--- START ---
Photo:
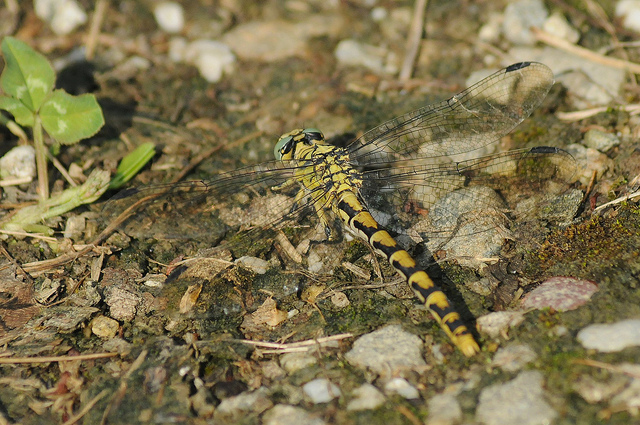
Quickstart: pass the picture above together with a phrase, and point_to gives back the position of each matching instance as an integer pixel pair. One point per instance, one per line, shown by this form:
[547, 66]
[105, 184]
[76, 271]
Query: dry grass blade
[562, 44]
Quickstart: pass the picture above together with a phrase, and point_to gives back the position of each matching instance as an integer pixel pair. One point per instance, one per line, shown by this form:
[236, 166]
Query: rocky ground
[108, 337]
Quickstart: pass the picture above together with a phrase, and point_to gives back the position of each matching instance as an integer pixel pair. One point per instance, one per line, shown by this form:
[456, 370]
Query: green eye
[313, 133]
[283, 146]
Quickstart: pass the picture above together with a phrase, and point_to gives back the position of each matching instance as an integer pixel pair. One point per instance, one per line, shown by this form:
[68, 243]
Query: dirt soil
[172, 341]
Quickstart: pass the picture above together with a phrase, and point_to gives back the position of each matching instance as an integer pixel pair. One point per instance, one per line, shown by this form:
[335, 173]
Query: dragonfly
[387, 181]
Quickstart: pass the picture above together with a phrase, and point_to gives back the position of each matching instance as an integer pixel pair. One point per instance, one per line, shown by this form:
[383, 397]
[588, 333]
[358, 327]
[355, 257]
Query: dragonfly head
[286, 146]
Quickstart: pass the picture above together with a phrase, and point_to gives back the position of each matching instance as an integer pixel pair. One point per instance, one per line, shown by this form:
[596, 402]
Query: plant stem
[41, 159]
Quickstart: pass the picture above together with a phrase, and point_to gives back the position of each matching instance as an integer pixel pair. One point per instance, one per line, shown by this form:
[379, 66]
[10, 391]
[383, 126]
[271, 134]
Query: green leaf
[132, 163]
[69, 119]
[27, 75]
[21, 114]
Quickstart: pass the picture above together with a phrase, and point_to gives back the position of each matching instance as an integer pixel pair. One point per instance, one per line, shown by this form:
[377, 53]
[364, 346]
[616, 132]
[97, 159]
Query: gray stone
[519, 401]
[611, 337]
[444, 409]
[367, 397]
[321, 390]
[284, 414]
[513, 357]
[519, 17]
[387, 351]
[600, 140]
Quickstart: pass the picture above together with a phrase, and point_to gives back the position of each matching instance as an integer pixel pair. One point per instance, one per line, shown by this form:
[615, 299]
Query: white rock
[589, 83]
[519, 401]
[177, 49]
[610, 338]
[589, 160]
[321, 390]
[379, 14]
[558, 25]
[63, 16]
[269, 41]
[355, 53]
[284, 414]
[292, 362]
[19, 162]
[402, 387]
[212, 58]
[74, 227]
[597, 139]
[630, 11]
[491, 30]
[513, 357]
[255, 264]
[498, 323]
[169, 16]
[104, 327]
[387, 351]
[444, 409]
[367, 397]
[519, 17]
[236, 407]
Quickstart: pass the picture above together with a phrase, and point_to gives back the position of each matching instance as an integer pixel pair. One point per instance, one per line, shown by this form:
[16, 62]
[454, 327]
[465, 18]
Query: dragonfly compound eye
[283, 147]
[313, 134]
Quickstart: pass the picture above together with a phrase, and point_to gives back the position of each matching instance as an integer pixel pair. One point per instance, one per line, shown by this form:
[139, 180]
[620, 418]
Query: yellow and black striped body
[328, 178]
--- END ---
Task objective:
Leaving the pictures out, print every line of the listing exactly.

Output:
Photo:
Quickstart: pass the picture above together with a phrase, and point_to gives back the position of each matching instance as an integer pixel pair. One point per instance, one per line, shown by this form:
[547, 66]
[105, 184]
[76, 271]
Query: dry grass blade
[562, 44]
Quickstart: pass the picture above together with a phrase, and point_to gives back the position of each matching instance as an integer pixel pair. One point per instance, one per line, shown by this form:
[236, 166]
Query: rocky ground
[108, 337]
Quickstart: pass the picture above together with a phrase, and point_to gives back the position of each matching instance as an integer pixel pair. One point per instance, one per line, shown by this form:
[456, 370]
Query: green eye
[313, 133]
[283, 146]
Quickstart: pass the picture above together with a phrase, and point_to gives back the position of each matching instance as an integer pixel pair. One point per instance, one per line, shown by this form:
[68, 243]
Query: dirt soil
[172, 341]
Quickstart: pass the picture above together with a phrase, and point_to gives back the position of each matching instance as an integer pixel pair. One point per instance, one per line, shown by this form:
[335, 173]
Query: dragonfly
[387, 181]
Quickstart: pass the picture above together with a phrase, and point_to gives back the position of each matching instance as an integer pixel pair. One point per instance, one per line, shown by this form:
[383, 397]
[588, 333]
[358, 327]
[355, 257]
Query: dragonfly head
[286, 146]
Quickstart: pass the picture above together with a phrase, and point_to gives back the position of each matching instance as an integer pixel pair. One point per instance, one per line, shown by this form:
[596, 402]
Query: plant stem
[41, 159]
Quickstart: pass the picture above together with a phrase, and point_to gives back the position of each matching instance as an integer pixel pair. One point per instance, one per line, shown by this form:
[379, 66]
[10, 391]
[383, 126]
[271, 134]
Query: green leaf
[132, 163]
[69, 119]
[27, 75]
[21, 114]
Quickstart: pass the picture above together with a phrase, and point_to gives back the position of each matching instance as an integer pixel pair. One point per instance, one per line, shown by this form:
[377, 53]
[364, 346]
[616, 132]
[97, 159]
Query: gray stone
[519, 401]
[611, 337]
[444, 409]
[367, 397]
[321, 390]
[284, 414]
[513, 357]
[519, 17]
[387, 351]
[600, 140]
Quickstart: pass the picture above together with a phrase, and point_to gives back the position of each matching instance as an integer pixel pair. One point per instance, one per line, shown by this form:
[615, 299]
Query: white rock
[589, 83]
[519, 401]
[177, 49]
[610, 338]
[589, 160]
[321, 390]
[379, 14]
[558, 25]
[63, 16]
[269, 41]
[355, 53]
[284, 414]
[292, 362]
[19, 162]
[402, 387]
[212, 58]
[74, 227]
[597, 139]
[630, 11]
[491, 30]
[513, 357]
[255, 264]
[498, 323]
[169, 16]
[104, 327]
[387, 351]
[444, 409]
[367, 397]
[519, 17]
[236, 407]
Quickstart: pass the picture above together with a phrase, and point_to gives back the position of each matching instance as an integer pixel pair. One point per instance, one per line, shown by this form:
[16, 62]
[454, 327]
[465, 18]
Query: dragonfly compound eye
[283, 147]
[313, 134]
Quickstart: pass the picture above together with a phrase, and point_to gives back the position of each matching instance as an integer pixel pair. One point per instance, one per line, shown by this form:
[139, 180]
[620, 418]
Query: yellow and black striped body
[328, 178]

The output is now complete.